▸ **Extracted entries**:
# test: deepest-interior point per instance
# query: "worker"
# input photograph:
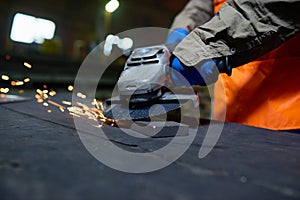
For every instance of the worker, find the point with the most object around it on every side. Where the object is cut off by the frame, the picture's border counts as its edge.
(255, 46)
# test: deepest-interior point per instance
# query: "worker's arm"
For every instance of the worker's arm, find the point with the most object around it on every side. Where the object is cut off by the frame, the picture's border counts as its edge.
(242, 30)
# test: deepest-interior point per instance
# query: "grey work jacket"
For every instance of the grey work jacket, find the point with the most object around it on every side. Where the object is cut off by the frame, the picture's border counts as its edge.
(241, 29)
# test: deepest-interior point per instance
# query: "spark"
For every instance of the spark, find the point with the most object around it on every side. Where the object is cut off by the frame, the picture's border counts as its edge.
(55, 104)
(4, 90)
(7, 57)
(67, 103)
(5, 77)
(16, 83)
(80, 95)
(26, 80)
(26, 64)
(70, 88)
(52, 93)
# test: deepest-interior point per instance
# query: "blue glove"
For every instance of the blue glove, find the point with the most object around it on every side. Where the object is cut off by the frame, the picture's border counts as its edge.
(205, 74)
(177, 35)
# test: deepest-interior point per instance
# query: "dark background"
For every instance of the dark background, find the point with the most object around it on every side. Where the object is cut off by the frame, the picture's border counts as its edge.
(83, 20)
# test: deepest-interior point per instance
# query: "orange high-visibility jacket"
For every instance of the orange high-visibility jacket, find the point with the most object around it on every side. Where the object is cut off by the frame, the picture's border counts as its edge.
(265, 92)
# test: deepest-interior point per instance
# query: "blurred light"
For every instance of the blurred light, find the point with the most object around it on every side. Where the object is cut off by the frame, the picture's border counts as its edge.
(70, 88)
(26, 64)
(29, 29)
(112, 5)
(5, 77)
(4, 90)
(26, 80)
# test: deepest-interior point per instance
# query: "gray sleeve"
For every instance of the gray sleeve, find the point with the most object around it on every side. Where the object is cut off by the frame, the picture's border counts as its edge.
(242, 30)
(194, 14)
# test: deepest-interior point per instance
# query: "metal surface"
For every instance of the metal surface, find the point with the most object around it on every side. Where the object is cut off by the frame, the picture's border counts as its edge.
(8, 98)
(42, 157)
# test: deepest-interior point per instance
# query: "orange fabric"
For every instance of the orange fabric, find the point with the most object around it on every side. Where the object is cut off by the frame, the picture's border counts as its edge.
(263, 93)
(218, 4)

▸ **Task details**:
Locate each line in the entries above that contains the string "picture", and copy those lines.

▸ **Full solution**:
For every instance of the worker, find the point with the most object around it on every side. Where the object is cut off by the frame, the picture's border counts as its edge.
For every instance of the worker's arm, find the point with the most object around it on every side. Where the object is cut off by the frame, the picture's border counts as its edge.
For every instance of the grey work jacket, find the point with the most object around it on every side. Where the object is cut off by the frame, the picture's border counts as its edge.
For every instance of the spark, find the point with the most object around it on every side. Where the object is cut off by the frame, the picture's border counts as its edge.
For every instance of the blue glove, find the point with the most object around it on every side. Where the object is cut off by the frame, the picture's border counts as its edge.
For every instance of the dark background, find the point with the most object around it on every side. Where the object is cut off by the frame, the picture's border counts as its edge.
For every instance of the orange high-visibility jacket, find the point with the most object around it on every side. Where the object is cut off by the frame, the picture's border counts as its edge.
For every instance of the blurred light, find the point with the most object around it on every side. Where the object is cut off by the frame, the picture's border counts as its edge.
For every instance of the gray sleeve, find the point with the most object around it on every side. Where the object is cut off by the frame, the picture's border counts as its edge.
For every instance of the metal surface, find the point with the most object around it on every side. Where the object is cut off by the frame, the picture's border counts as its edge.
For every instance of the orange fabric, find the point with the most object around it on every side. Where the object is cut off by the frame, the picture's border counts as its edge.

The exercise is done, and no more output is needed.